Image entries on named regions:

○ ○ ○ ○ ○ ○ ○

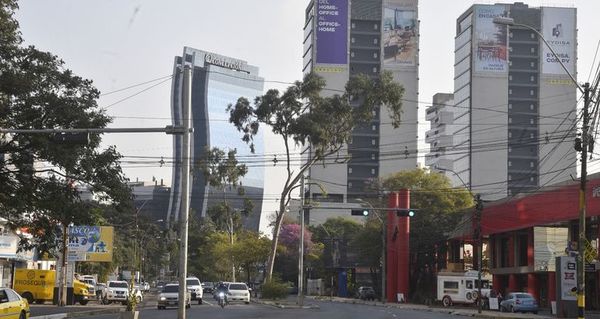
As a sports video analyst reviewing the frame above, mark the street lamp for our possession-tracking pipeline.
[493,17,590,318]
[356,198,387,303]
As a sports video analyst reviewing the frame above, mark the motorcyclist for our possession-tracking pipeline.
[215,282,229,303]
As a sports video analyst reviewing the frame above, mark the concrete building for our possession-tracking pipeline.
[436,3,577,200]
[303,0,419,222]
[167,47,268,230]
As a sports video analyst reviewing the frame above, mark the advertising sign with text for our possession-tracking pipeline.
[473,5,508,72]
[68,226,114,262]
[382,0,419,66]
[315,0,348,64]
[542,8,577,75]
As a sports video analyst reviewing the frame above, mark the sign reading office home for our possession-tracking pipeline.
[542,8,576,74]
[315,0,348,64]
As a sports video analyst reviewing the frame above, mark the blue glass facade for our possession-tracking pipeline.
[167,47,264,228]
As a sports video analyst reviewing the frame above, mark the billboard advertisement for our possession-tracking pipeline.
[382,1,419,66]
[68,226,114,262]
[315,0,348,64]
[473,5,508,72]
[541,8,576,74]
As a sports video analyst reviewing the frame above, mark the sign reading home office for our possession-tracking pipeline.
[68,226,114,262]
[315,0,348,64]
[542,7,576,74]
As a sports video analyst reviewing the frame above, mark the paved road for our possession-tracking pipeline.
[79,300,480,319]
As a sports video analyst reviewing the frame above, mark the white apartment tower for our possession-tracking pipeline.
[303,0,419,220]
[441,3,577,200]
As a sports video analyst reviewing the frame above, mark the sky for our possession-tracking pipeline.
[16,0,600,185]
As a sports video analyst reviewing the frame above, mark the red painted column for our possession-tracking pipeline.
[527,273,540,302]
[548,271,556,304]
[507,274,519,292]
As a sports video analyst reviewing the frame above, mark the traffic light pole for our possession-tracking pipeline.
[577,83,590,319]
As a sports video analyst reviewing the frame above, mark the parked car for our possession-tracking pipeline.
[0,287,29,319]
[202,281,215,294]
[157,284,192,310]
[227,282,250,304]
[500,292,538,314]
[356,286,375,300]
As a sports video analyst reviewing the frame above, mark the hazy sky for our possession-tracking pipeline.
[17,0,600,184]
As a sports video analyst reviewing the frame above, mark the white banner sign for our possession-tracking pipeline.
[542,7,577,75]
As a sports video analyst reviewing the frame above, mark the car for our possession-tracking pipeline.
[500,292,538,314]
[102,280,129,305]
[0,287,30,319]
[356,286,375,300]
[202,281,215,294]
[227,282,250,304]
[185,277,204,305]
[156,284,192,310]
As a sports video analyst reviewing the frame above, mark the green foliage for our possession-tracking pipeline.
[261,278,288,300]
[0,0,131,253]
[227,72,404,279]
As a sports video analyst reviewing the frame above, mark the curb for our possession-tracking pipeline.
[29,308,121,319]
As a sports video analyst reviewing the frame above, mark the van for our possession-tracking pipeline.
[437,271,492,307]
[13,269,91,305]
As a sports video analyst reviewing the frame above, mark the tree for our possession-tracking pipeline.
[0,0,131,253]
[227,72,404,281]
[380,169,474,302]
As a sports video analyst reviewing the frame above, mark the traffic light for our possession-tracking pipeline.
[351,208,369,216]
[396,208,417,217]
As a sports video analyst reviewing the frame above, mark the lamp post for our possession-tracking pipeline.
[494,17,590,318]
[356,198,387,303]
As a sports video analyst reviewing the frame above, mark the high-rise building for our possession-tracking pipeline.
[303,0,419,222]
[167,47,264,230]
[434,3,577,200]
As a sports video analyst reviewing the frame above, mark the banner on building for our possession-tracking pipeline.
[540,7,577,75]
[67,226,114,262]
[315,0,348,64]
[559,256,577,300]
[473,5,508,72]
[382,0,419,66]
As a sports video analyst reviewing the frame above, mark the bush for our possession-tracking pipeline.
[261,279,288,300]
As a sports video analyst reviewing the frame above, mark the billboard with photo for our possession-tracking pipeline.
[315,0,348,64]
[541,8,577,75]
[473,5,508,72]
[67,226,114,262]
[382,0,419,66]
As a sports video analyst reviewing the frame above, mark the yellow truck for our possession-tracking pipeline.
[13,269,93,305]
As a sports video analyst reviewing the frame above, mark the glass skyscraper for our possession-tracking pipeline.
[167,47,264,229]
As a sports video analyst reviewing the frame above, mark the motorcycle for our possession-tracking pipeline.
[218,291,227,308]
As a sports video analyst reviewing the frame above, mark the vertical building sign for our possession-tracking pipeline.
[558,256,577,300]
[316,0,348,64]
[542,8,576,74]
[382,0,418,66]
[473,5,508,72]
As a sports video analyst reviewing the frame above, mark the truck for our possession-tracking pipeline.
[437,270,492,307]
[13,269,91,305]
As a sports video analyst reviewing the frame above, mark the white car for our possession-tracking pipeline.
[185,277,204,305]
[156,284,192,310]
[227,282,250,304]
[102,280,129,305]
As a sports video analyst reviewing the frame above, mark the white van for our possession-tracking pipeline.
[437,270,492,307]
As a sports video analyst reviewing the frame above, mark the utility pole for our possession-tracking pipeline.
[473,194,483,313]
[177,65,192,319]
[577,83,590,319]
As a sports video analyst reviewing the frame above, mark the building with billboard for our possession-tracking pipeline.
[166,47,268,230]
[433,3,577,200]
[303,0,419,222]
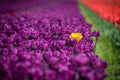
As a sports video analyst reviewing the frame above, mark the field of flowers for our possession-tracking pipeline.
[81,0,120,24]
[0,0,107,80]
[80,3,120,80]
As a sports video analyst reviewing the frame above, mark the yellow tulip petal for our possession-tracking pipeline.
[69,33,83,42]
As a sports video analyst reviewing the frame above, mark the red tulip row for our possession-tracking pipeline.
[82,0,120,24]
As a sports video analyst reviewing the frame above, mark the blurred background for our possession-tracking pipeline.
[0,0,120,80]
[79,0,120,80]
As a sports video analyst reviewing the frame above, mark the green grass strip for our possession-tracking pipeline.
[80,3,120,80]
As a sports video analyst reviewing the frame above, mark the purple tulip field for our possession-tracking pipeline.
[0,0,107,80]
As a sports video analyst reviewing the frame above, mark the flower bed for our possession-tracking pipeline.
[0,1,106,80]
[81,0,120,24]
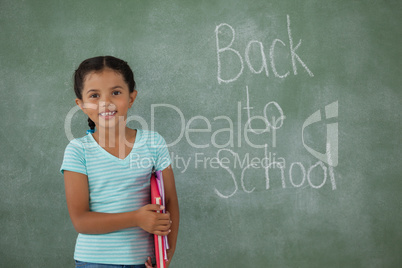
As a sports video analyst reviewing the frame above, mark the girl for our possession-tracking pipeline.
[61,56,179,267]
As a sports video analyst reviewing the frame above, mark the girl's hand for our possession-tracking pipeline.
[145,255,170,268]
[137,204,171,235]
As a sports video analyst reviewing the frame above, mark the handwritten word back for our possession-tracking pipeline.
[215,15,314,84]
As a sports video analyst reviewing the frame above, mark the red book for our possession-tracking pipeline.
[151,172,166,268]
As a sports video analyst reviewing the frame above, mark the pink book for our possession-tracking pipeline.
[151,171,167,268]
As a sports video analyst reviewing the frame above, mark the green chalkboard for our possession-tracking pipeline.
[0,0,402,267]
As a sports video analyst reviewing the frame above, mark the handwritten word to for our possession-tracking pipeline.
[215,15,314,84]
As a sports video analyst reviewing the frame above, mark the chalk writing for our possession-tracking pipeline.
[215,15,314,84]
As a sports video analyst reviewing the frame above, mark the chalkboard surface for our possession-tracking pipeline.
[0,0,402,267]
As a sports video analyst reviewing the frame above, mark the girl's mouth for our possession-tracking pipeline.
[99,111,117,119]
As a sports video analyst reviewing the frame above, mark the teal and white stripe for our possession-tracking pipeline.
[61,129,170,265]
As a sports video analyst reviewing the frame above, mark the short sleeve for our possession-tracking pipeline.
[60,140,88,175]
[154,132,171,170]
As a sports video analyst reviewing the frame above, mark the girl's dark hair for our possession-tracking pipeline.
[74,56,135,129]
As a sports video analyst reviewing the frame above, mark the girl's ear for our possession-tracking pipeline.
[128,89,138,108]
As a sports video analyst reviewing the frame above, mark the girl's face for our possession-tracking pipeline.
[76,68,137,132]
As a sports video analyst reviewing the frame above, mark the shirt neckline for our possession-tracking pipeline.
[88,129,142,162]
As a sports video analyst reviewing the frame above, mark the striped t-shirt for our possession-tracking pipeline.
[61,129,171,265]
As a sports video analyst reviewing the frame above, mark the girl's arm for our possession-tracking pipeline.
[162,166,179,266]
[64,170,173,236]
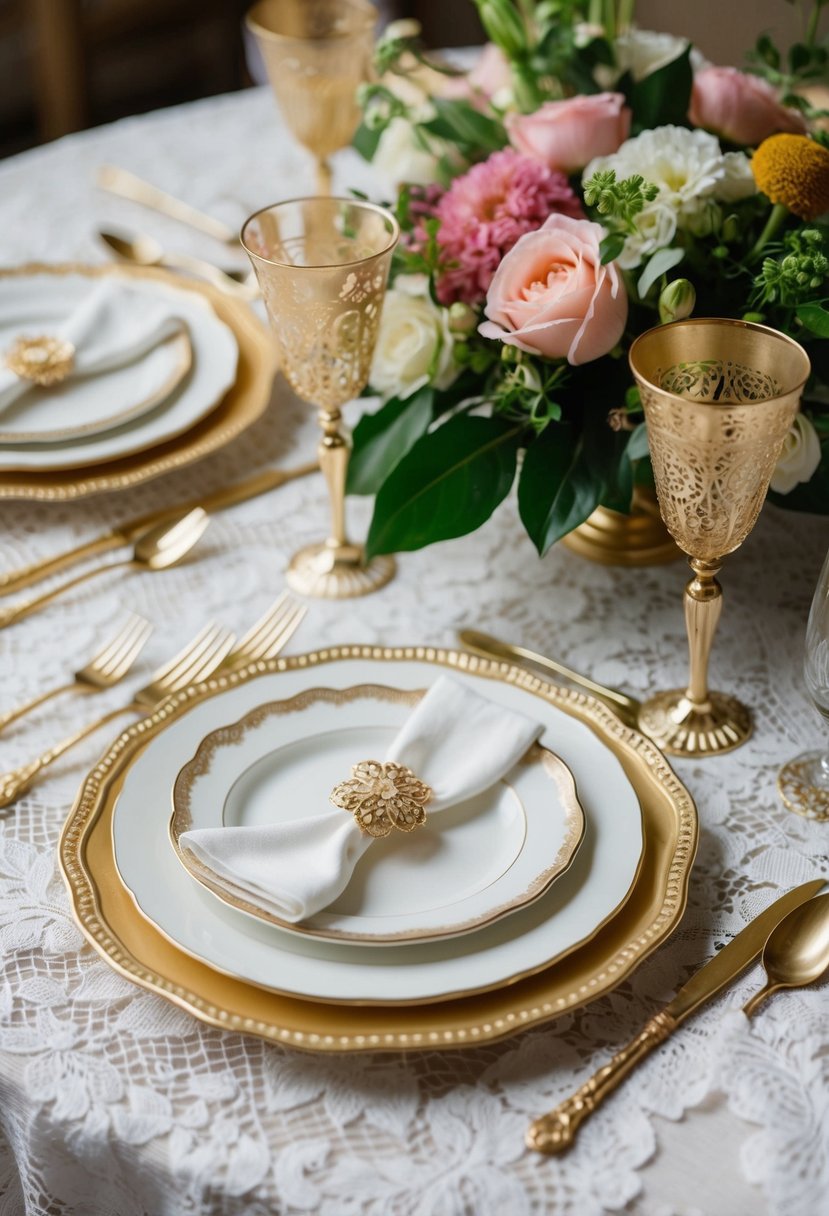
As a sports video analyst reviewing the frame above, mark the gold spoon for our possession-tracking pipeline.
[0,507,210,629]
[98,231,256,299]
[743,895,829,1018]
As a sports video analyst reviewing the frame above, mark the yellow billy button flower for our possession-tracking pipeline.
[751,135,829,220]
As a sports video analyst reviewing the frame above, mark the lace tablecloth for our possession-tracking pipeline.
[0,90,829,1216]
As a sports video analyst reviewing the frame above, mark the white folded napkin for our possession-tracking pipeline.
[0,278,186,411]
[179,676,542,922]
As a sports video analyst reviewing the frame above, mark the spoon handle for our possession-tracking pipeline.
[0,557,135,629]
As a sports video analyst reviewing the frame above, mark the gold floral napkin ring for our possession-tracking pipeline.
[5,333,75,388]
[331,760,433,837]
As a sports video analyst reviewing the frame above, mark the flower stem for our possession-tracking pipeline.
[746,203,789,261]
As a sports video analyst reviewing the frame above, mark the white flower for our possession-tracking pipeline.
[372,116,439,188]
[771,413,820,494]
[370,275,461,398]
[582,126,757,257]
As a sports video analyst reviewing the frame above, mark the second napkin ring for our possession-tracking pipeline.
[329,760,433,837]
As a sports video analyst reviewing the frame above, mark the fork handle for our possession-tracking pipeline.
[526,1009,677,1156]
[0,557,134,629]
[0,703,137,807]
[0,680,75,731]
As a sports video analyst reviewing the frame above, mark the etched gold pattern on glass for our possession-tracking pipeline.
[630,319,810,755]
[242,198,399,599]
[5,333,75,388]
[247,0,377,195]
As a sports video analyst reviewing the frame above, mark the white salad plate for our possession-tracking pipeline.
[113,657,643,1004]
[0,272,238,472]
[170,685,585,945]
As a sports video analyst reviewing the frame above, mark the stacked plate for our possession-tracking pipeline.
[0,265,275,500]
[61,647,697,1051]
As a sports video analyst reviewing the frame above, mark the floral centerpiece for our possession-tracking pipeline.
[349,0,829,554]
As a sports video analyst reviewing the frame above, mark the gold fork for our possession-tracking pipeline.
[0,625,236,807]
[0,507,210,629]
[0,613,153,731]
[222,591,308,668]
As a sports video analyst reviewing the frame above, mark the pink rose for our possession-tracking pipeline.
[688,68,806,147]
[506,92,631,173]
[479,215,627,366]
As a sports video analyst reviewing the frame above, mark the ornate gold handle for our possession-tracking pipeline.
[526,1010,677,1155]
[0,704,135,807]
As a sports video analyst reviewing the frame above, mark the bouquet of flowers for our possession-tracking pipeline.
[349,0,829,554]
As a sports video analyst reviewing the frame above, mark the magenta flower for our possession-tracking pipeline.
[435,148,585,305]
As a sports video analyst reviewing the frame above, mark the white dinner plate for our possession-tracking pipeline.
[113,658,643,1004]
[0,274,238,472]
[170,685,585,945]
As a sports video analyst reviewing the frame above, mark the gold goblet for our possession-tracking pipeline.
[630,317,810,755]
[242,198,400,599]
[247,0,377,195]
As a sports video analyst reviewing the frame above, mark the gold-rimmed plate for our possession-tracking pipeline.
[0,263,276,502]
[61,647,697,1052]
[166,685,581,945]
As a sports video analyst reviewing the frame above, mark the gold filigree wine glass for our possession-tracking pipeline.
[777,553,829,820]
[630,317,810,755]
[242,198,400,599]
[247,0,377,195]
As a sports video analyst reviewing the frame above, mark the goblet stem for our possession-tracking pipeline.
[316,157,332,195]
[686,557,722,714]
[317,409,349,550]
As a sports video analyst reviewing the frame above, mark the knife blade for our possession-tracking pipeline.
[526,878,827,1155]
[0,461,320,596]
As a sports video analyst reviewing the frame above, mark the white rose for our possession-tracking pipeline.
[771,413,820,494]
[370,275,461,398]
[372,116,439,188]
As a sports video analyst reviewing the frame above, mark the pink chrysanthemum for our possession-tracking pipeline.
[435,148,585,305]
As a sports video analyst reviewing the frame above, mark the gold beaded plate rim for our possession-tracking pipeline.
[58,646,699,1052]
[0,261,276,502]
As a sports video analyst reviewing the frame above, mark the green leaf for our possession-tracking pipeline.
[421,97,507,152]
[625,45,694,131]
[351,123,383,161]
[796,304,829,338]
[599,232,625,266]
[366,415,521,557]
[518,424,602,557]
[346,387,434,494]
[626,422,650,460]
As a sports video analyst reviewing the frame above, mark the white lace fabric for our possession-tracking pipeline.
[0,90,829,1216]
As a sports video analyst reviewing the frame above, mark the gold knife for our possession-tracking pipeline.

○ ○ ○ ○ ○ ○ ○

__WORK TO COMPLETE__.
Copy out the lines word for word, beginning with the line that contains "writing for our possession-tracking pipeline." and continuing through the line that contains "[99,111,117,119]".

__ANSWER FOR THIS EXERCISE__.
As a sports video analyst reviewing the frame above, mark the chalk writing for our possession-tracking pipeline.
[215,15,314,84]
As a sports video analyst reviewing the frame above, mark the chalkboard surface for our possession-tracking pipeline.
[0,0,402,267]
As a sports video analyst reviewing the frame above, mark the girl's mouth for our possession-tracking pipeline.
[99,111,117,119]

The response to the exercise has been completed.